>> begin Extract

All the PS3 models equal or older than CECH-20xx (or so, i dont have samples of the thermal config of CECH-21xx/SUR-001 motherboards yet, so im not sure exactly when it happened) uses an "initial_fan_duty" of 30% fan speed, and after a couple of seconds (indicated by the value of "initial_fan_time") decreases to the speed indicated in the step named "P0" in the fantables (that seems to be always 20% fan speed for all the PS3 models)
And the PS3 models equal or newer than CECH-21xx works in the same way, the only difference is the "initial_fan_duty" is 25% fan speed instead of 30%


Edit:
Think in it this way... the fan speed values from inside the tables are dependant of the value of the thermal sensors (if the temperature of the sensor varies then the fan speed varies)

>> end Extract
>> begin Stored rows

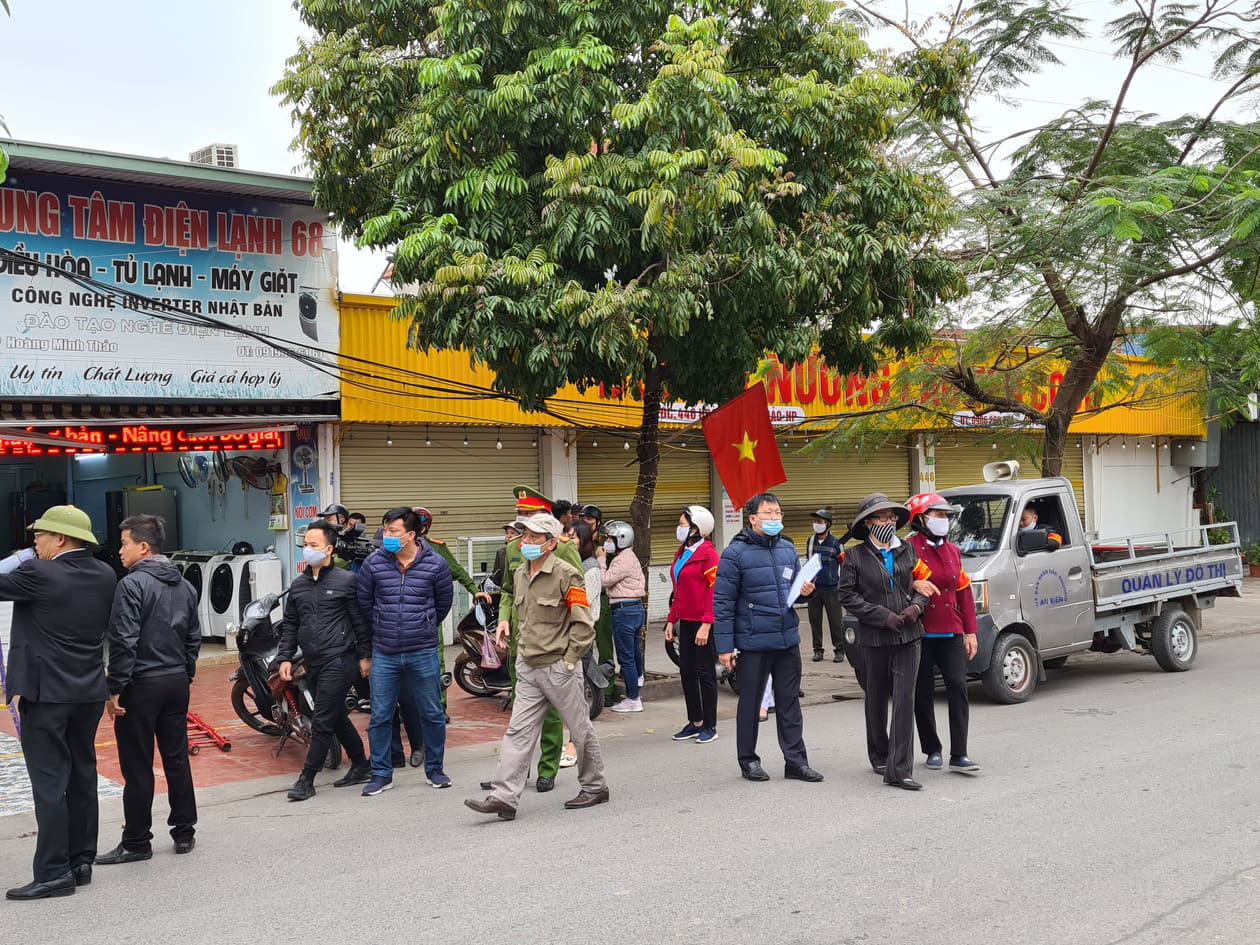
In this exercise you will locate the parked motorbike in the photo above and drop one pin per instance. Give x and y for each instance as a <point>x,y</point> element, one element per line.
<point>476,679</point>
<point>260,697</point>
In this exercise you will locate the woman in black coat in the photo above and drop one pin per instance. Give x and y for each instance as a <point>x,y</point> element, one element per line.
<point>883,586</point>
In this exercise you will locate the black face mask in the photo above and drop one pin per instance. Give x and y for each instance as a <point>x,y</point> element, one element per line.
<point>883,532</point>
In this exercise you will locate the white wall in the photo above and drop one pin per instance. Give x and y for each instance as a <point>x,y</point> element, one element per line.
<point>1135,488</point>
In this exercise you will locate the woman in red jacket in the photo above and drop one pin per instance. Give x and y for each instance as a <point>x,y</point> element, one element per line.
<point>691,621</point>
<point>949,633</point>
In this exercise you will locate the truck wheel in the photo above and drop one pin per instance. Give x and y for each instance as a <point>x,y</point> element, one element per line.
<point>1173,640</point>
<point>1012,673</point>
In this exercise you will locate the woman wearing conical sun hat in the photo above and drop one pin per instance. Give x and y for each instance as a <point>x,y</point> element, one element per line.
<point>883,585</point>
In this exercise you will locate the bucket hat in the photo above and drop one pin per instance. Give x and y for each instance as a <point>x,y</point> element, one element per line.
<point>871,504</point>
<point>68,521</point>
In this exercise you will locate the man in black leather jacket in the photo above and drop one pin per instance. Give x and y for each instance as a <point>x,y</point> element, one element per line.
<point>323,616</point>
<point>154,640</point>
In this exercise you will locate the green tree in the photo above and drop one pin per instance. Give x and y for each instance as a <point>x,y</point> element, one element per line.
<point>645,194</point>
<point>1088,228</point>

>> end Stored rows
>> begin Stored rows

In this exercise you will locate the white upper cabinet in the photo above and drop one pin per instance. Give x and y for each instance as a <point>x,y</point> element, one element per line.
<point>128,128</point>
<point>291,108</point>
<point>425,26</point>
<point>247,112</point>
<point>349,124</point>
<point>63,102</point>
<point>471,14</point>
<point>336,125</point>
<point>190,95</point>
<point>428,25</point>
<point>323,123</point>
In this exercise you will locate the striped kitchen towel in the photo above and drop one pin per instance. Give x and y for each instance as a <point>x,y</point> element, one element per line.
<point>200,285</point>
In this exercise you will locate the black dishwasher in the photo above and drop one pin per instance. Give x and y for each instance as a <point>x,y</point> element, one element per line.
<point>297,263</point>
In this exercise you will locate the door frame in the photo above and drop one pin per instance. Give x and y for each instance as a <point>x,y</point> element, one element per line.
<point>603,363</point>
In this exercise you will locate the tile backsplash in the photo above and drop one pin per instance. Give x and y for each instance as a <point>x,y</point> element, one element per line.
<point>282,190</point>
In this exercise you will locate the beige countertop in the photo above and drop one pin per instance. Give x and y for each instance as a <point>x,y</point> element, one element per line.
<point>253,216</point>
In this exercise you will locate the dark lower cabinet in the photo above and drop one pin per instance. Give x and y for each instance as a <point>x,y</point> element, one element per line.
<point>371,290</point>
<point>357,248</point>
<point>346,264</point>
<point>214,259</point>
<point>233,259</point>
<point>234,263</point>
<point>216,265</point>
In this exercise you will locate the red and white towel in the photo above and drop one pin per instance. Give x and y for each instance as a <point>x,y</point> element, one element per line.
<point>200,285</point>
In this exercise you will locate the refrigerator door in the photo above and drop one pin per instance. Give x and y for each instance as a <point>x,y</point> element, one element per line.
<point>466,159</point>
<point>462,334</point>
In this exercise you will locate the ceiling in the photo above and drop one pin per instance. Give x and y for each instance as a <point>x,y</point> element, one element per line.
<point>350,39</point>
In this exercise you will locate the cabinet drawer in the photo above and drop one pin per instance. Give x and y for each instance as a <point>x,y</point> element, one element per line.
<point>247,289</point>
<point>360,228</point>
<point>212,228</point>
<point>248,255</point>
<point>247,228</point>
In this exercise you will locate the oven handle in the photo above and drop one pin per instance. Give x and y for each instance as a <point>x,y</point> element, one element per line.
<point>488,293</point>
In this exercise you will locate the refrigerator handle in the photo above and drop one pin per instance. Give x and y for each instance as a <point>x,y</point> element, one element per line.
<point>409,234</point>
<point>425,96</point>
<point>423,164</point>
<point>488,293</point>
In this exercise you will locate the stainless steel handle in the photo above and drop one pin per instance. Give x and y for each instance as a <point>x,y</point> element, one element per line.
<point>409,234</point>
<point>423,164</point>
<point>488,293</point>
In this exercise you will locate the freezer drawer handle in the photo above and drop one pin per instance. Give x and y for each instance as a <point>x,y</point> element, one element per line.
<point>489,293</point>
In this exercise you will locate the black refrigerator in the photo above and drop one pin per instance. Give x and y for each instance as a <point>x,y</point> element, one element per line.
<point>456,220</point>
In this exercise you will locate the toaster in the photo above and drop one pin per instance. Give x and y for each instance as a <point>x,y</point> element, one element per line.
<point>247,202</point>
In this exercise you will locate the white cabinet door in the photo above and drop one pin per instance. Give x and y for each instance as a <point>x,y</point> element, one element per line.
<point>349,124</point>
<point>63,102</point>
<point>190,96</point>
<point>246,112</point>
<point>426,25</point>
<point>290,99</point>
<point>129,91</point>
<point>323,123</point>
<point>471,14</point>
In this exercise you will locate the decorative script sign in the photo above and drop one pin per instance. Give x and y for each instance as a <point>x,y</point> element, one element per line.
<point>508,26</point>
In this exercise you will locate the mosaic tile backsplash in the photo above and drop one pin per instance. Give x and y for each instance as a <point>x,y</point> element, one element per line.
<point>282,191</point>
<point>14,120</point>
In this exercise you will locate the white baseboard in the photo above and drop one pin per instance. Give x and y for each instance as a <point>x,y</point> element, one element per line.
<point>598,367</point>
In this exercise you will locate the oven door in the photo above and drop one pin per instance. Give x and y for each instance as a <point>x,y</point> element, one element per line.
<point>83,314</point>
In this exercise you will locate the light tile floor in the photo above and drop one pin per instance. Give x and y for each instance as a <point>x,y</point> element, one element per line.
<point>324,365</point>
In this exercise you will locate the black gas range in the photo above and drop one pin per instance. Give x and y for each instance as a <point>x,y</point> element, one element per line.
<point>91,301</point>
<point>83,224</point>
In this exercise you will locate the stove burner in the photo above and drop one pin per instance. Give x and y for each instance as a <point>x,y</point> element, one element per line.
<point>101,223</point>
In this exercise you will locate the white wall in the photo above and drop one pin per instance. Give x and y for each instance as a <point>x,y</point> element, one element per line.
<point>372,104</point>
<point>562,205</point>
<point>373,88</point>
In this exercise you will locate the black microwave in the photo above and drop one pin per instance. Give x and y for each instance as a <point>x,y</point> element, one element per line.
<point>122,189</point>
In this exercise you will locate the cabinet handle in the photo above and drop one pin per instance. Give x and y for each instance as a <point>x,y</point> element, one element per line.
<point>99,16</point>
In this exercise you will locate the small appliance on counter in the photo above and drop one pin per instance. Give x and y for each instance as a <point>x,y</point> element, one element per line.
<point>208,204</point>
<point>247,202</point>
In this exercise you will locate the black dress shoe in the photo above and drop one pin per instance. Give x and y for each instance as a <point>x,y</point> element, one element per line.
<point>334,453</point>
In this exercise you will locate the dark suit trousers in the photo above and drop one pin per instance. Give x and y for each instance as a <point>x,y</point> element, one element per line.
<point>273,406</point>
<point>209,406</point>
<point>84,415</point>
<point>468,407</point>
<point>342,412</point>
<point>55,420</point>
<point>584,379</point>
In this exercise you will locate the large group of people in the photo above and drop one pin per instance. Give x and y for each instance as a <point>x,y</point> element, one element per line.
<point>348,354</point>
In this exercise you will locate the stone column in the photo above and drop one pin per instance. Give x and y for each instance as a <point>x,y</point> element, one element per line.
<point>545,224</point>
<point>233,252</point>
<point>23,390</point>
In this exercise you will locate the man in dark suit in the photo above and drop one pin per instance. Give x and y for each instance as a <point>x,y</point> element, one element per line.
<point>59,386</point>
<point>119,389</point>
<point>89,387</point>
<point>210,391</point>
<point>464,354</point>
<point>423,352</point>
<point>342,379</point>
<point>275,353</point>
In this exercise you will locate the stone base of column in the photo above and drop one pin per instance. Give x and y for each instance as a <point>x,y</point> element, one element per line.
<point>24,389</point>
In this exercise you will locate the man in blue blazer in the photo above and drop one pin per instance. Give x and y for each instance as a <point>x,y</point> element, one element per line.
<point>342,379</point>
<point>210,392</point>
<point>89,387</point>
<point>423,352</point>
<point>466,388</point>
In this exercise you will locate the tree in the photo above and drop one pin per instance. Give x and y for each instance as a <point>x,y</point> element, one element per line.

>> end Stored rows
>> begin Stored rows

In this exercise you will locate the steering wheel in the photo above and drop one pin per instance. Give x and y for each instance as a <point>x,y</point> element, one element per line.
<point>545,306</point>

>> end Stored rows

Problem statement> In the excerpt on PS3 fan settings, what "initial_fan_duty" do models equal to or newer than CECH-21xx use?

Written response> 25% fan speed, instead of the 30% used by older models.